(Collected data)

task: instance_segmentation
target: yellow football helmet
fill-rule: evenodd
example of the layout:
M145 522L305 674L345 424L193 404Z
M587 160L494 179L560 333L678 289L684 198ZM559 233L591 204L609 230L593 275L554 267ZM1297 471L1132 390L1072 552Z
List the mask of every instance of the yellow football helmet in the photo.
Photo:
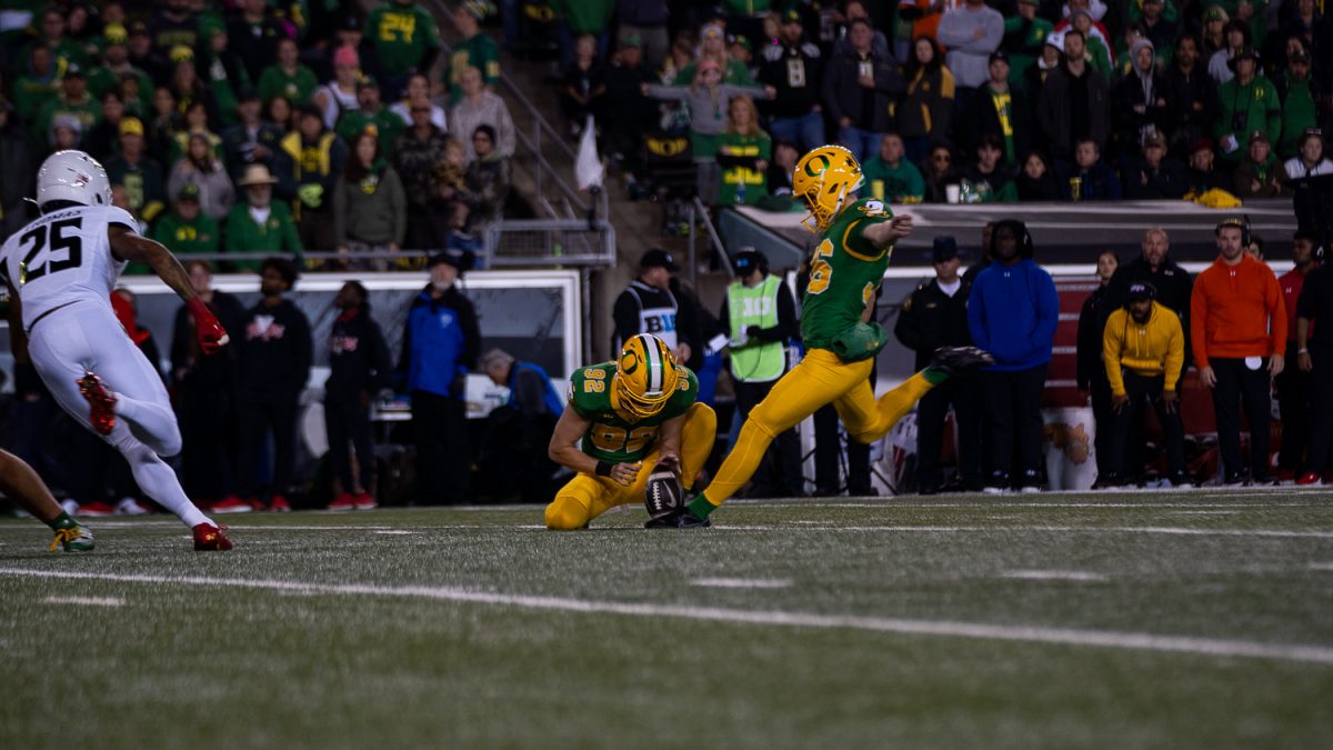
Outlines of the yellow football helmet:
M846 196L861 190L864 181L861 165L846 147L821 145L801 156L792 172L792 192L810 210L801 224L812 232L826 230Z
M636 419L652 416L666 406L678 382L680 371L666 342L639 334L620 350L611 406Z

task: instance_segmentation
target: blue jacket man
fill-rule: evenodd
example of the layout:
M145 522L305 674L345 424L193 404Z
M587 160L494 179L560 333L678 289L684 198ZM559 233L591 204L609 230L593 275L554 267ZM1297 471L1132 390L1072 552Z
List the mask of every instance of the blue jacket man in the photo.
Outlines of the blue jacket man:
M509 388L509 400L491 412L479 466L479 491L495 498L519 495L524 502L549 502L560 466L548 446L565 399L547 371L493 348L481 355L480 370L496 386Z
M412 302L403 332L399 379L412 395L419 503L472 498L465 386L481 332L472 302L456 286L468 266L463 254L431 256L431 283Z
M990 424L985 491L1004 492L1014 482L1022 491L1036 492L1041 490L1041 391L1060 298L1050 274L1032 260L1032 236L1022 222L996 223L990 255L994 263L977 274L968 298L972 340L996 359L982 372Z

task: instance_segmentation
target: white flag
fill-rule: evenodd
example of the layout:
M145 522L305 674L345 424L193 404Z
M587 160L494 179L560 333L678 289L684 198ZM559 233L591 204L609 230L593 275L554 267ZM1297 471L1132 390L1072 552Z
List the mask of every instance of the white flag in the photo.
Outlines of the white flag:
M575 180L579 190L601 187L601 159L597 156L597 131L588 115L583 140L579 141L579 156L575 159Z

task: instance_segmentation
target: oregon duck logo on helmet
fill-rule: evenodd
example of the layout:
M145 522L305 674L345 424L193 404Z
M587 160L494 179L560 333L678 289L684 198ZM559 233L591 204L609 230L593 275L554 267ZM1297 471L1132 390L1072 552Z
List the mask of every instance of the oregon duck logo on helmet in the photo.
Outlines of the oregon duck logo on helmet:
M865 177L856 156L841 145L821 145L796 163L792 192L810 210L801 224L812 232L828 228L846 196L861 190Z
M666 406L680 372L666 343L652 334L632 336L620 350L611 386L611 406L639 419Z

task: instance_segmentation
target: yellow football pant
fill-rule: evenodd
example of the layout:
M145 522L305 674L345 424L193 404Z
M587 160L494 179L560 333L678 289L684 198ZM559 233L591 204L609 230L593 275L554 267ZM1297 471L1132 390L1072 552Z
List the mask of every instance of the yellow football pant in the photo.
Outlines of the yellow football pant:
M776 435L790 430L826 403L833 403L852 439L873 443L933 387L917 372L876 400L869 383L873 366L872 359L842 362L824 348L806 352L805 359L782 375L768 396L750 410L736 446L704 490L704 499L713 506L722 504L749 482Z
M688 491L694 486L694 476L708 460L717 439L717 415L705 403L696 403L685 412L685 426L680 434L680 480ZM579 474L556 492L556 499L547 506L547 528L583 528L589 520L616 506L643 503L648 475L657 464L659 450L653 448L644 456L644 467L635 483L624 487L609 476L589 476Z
--
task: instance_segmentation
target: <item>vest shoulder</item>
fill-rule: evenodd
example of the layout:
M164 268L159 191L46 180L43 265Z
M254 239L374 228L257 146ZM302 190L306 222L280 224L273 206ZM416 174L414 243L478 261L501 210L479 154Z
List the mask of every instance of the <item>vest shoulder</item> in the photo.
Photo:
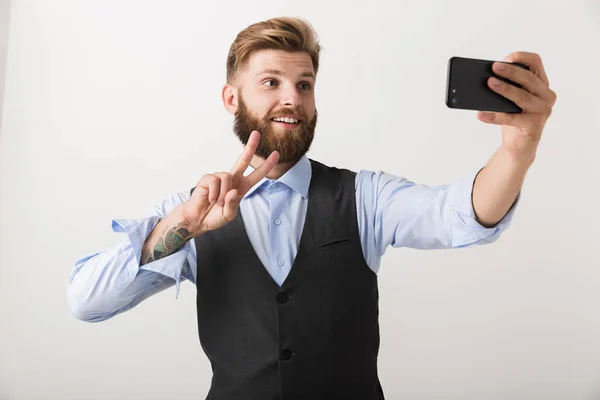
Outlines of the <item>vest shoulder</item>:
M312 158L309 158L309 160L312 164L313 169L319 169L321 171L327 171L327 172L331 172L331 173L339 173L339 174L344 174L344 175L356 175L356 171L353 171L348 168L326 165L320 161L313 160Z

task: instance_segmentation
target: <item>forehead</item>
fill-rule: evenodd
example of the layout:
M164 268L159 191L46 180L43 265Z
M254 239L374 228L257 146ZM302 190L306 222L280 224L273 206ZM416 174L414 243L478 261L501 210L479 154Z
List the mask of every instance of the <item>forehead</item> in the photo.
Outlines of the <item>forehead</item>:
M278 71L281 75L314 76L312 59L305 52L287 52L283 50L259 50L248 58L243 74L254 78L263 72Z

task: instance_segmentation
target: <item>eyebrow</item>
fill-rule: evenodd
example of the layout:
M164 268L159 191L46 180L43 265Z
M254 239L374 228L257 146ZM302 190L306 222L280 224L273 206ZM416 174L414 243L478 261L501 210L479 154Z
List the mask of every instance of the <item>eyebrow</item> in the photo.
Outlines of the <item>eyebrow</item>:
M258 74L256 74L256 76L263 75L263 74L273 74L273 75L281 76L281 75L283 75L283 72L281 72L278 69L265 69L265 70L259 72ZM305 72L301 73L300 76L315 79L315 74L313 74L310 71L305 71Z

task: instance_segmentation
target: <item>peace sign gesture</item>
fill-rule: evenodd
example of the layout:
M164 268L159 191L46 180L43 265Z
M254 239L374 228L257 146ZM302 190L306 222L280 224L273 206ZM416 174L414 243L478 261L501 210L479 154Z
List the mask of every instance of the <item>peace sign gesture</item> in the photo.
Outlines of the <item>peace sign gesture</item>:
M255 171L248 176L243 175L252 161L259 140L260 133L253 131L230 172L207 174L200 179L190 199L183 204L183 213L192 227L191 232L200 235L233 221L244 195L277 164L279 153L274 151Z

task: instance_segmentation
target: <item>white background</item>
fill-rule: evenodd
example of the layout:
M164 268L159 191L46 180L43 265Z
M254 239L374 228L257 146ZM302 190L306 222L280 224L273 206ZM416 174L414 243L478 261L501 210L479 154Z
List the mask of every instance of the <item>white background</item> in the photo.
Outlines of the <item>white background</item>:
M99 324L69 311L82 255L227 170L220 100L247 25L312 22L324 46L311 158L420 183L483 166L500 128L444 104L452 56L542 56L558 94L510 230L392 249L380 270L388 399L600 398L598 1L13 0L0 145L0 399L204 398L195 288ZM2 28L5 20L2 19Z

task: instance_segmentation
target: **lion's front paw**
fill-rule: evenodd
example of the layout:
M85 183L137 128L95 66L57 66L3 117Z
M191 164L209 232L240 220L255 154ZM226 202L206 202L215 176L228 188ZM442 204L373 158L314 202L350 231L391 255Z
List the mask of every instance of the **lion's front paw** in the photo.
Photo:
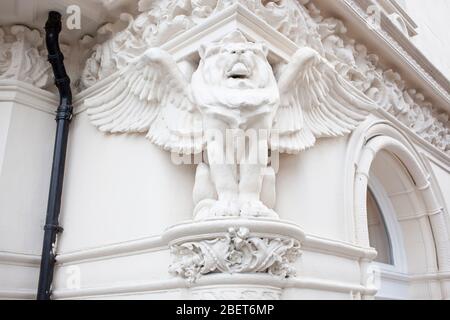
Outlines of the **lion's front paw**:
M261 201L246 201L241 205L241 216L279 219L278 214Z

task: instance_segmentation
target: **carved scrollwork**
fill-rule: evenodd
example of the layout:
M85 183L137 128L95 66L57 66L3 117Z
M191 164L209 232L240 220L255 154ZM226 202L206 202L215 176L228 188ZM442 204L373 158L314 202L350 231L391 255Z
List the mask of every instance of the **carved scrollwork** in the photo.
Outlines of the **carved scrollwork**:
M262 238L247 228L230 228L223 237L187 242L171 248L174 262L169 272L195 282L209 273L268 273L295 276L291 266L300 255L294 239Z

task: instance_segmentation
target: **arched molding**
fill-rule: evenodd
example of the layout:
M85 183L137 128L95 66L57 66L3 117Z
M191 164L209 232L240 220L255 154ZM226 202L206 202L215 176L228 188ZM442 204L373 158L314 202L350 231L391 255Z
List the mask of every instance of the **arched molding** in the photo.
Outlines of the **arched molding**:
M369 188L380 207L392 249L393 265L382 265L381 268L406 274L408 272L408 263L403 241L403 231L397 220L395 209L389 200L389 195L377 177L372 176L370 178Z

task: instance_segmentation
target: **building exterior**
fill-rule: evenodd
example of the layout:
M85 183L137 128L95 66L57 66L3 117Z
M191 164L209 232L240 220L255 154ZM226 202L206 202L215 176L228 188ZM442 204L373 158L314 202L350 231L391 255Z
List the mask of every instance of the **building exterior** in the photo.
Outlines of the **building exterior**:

Directions for this task: Collect every line of the entries above that contains the word "eyebrow", and treat case as significant.

Exercise answer:
target: <item>eyebrow</item>
List the mask of every instance of the <item>eyebrow</item> in the photo.
Outlines of the <item>eyebrow</item>:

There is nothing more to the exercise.